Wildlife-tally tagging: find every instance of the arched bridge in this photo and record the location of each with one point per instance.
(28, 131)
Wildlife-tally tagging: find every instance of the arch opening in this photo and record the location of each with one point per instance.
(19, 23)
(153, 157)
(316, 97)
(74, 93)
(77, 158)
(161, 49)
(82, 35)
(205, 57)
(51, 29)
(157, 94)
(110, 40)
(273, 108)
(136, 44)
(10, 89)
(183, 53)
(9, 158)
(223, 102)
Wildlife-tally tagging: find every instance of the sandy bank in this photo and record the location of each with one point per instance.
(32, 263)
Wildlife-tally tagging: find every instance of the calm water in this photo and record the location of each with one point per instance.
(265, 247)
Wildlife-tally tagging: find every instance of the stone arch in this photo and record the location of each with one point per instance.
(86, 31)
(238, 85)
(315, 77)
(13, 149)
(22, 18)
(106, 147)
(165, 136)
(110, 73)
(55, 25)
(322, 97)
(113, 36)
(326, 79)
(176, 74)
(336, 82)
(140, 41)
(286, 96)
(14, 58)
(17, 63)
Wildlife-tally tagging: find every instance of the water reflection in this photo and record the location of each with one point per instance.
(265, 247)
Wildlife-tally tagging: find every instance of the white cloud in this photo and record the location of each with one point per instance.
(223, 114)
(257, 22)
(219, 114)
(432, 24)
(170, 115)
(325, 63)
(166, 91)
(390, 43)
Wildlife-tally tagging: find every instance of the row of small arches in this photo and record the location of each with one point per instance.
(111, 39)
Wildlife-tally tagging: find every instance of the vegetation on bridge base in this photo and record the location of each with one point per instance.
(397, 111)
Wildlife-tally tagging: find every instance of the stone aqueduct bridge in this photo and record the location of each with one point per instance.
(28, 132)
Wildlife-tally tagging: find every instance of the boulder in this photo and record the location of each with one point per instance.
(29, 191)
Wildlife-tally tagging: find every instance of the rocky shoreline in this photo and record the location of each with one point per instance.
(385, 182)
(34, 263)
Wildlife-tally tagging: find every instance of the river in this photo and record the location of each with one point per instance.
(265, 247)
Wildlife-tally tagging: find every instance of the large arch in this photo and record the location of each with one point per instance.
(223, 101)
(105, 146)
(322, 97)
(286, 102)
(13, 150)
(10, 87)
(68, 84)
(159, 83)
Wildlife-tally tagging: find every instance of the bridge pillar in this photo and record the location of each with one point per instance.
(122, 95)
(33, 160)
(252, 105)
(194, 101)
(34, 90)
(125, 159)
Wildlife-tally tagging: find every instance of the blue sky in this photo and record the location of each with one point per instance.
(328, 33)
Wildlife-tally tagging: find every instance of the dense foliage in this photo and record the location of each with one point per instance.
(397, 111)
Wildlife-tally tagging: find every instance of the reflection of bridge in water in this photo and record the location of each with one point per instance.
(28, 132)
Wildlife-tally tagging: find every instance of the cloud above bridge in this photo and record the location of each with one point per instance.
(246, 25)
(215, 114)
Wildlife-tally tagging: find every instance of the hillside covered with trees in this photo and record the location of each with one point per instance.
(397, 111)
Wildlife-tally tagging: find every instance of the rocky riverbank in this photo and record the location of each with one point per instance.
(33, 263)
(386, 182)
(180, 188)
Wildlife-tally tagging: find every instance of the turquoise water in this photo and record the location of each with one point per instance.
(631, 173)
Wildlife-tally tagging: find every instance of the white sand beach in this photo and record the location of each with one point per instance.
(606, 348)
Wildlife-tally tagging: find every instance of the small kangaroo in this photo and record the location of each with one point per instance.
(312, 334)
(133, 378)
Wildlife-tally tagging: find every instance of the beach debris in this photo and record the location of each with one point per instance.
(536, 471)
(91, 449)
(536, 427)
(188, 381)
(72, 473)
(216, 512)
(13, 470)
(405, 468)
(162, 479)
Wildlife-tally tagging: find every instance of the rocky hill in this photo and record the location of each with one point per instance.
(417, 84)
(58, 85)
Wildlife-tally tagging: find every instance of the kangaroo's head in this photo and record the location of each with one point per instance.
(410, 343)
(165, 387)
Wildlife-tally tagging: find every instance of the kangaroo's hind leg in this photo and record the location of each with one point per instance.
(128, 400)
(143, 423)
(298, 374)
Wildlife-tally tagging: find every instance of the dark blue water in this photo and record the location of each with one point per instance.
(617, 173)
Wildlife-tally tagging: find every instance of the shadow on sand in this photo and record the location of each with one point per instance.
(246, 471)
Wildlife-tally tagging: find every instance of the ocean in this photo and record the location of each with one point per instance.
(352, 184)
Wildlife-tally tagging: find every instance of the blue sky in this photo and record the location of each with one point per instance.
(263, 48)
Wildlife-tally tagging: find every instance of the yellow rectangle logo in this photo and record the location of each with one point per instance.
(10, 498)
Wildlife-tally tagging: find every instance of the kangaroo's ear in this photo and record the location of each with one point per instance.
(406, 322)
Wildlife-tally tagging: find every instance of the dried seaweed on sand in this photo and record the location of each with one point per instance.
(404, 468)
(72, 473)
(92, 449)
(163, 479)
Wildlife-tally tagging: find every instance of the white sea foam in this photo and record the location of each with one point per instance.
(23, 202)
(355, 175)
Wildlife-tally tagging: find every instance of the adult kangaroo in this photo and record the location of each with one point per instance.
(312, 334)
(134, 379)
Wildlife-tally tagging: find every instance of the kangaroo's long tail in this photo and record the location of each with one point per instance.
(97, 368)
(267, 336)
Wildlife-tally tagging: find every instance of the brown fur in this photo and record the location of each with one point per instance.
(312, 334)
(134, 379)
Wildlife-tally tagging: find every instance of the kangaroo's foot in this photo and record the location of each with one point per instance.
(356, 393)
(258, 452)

- WORK INSTRUCTIONS -
Output every entry exactly.

- RESULT -
Wildlife-tally tagging: find every instance of the arched bridge in this photo and record the location of each with one point per instance.
(28, 131)
Wildlife-tally tagging: find every instance of the arch opening in this photo and record the location of each with one point per instance.
(19, 23)
(153, 157)
(316, 97)
(74, 93)
(77, 158)
(161, 49)
(82, 35)
(205, 57)
(51, 29)
(157, 94)
(110, 40)
(273, 108)
(136, 44)
(10, 89)
(183, 53)
(9, 158)
(223, 102)
Wildlife-tally tagging: find every instance of the sandy bank in this photo and record the location of each with one point per instance.
(32, 263)
Wildlife-tally tagging: find every instance of the calm water in this photo and record the location of each with one point per instance.
(265, 247)
Wildlife-tally tagging: find every instance of the stone arch in this photo and record the location of each with one point per instance.
(86, 31)
(238, 85)
(315, 77)
(13, 149)
(22, 18)
(106, 147)
(165, 136)
(110, 73)
(55, 25)
(322, 97)
(113, 36)
(326, 79)
(176, 74)
(336, 82)
(140, 41)
(286, 96)
(14, 58)
(17, 63)
Wildlife-tally tagging: find every instance of the water reflection in this photo and record the location of each with one point per instance.
(265, 247)
Wildlife-tally tagging: find every instance of the white cloud in this photo and record the location of each with one point per instance.
(223, 114)
(257, 22)
(219, 114)
(432, 24)
(170, 115)
(325, 63)
(166, 91)
(390, 43)
Wildlife-tally tagging: find every instance of the row of small arches in this photo and record the location of each with one point per instance.
(111, 39)
Wildlife-tally tagging: find every instance of the vegetation on bridge base in this photo and record the location of each with one point per instance.
(397, 111)
Wildlife-tally tagging: find every instance of the stone aqueduct bridge in this photo and record the location of each with one point per instance.
(28, 132)
Wildlife-tally tagging: find every instance of the boulder in this photo and record the location of each with one point per instance.
(29, 191)
Wildlife-tally tagging: find every instance of the rocky shoreline in this photo and record the location of each with one point per instance.
(385, 182)
(34, 263)
Wildlife-tally tagging: find every instance of the river in this photo and record the location of each with one point per instance.
(265, 247)
Wildlife-tally tagging: find every instance of the large arch in this photo and record the location of each with one point per instance.
(223, 101)
(105, 146)
(322, 97)
(286, 102)
(13, 150)
(10, 87)
(68, 84)
(159, 83)
Wildlife-tally tagging: find every instance of the bridge pillar in this photo and record the location of each with one point per instance.
(122, 95)
(33, 160)
(252, 105)
(194, 101)
(34, 90)
(125, 159)
Wildlife-tally tagging: find every instance of the blue sky in this photo and record the location of each with one point per instance.
(328, 33)
Wildlife-tally tagging: find every instance of the dense foliage in this photo and record the location of each with one point per instance.
(397, 111)
Wildlife-tally tagging: find every instance of the reflection of bridge in water in this photo and record the location of each with one point per instance.
(28, 132)
Wildlife-tally tagging: find every instance of the cloud above bridge in this photo and record the location of each with one point per instance.
(246, 25)
(215, 114)
Wildlife-tally tagging: find every instance of the hillside covered with trees in this photo and record the location of each with one point per instance.
(397, 111)
Wildlife-tally tagging: find every instance of the rocky riverbank in this photo and record the location of each with one point per instance.
(33, 263)
(386, 182)
(180, 188)
Wildlife-tally tagging: find every instance of the turquoise water in this photo and record the location of each with one point per instance.
(631, 173)
Wildlife-tally tagging: find every instance of the white sand beach in this photo and record the location of each with one point per instance.
(606, 348)
Wildlife-tally tagging: find every instance of the small kangaroo in this photo and record the location of each with one point per instance.
(312, 334)
(133, 378)
Wildlife-tally tagging: find every instance of the beach debris in this photo and record the location of each with one point per instance.
(536, 471)
(91, 449)
(536, 427)
(188, 381)
(72, 473)
(216, 512)
(13, 470)
(405, 468)
(162, 479)
Wildlife-tally tagging: find every instance of the rocky hill in this photo and record the location of each with one point per instance.
(417, 84)
(58, 85)
Wildlife-tally tagging: find every instance of the kangaroo's head in this photo and record the location of each with one point per instance.
(410, 343)
(165, 387)
Wildlife-tally tagging: find every instance of the kangaroo's hind leg in this photo and record the location of each with one point per instance.
(128, 400)
(143, 423)
(298, 374)
Wildlife-tally tagging: find every instance of the dark blue water in this photo and record the location of each with one point per instance.
(617, 173)
Wildlife-tally tagging: find every instance of the shadow on sand in this photo and record the location of each with one point per instance.
(246, 471)
Wildlife-tally tagging: find every instance of the ocean in this photo and record the location of each with one point per instance.
(352, 184)
Wildlife-tally tagging: find every instance of the blue sky in this photo and record the location of each with one point per instance.
(263, 48)
Wildlife-tally tagging: find every instance of the yellow rectangle logo in this photo and record the location of each with one point per instance.
(10, 498)
Wildlife-tally tagging: find every instance of the kangaroo's ear in this photo and record the location of each with one point per instance.
(406, 322)
Wildlife-tally tagging: find every instance of the dried seaweed on sand in this photo and record the location of each with one point per instance.
(404, 468)
(72, 473)
(92, 449)
(163, 479)
Wildlife-tally tagging: find every instance of the white sea foam in this photo and record the location of each with one point per instance.
(23, 202)
(355, 175)
Wildlife-tally tagging: find every instance of the adult kangaroo in this photo and record the location of each with one point per instance.
(312, 334)
(134, 379)
Wildlife-tally tagging: find every instance of the kangaroo's long tail in this photo and record the location of each with one point per instance.
(97, 368)
(267, 336)
Wildlife-tally tagging: find every instance of the brown fur in this photo and record the location of each with one point per instance.
(312, 334)
(134, 379)
Wildlife-tally tagging: find every instance of the kangaroo's foot in this photo and record the location of each with one point per instance.
(356, 393)
(258, 452)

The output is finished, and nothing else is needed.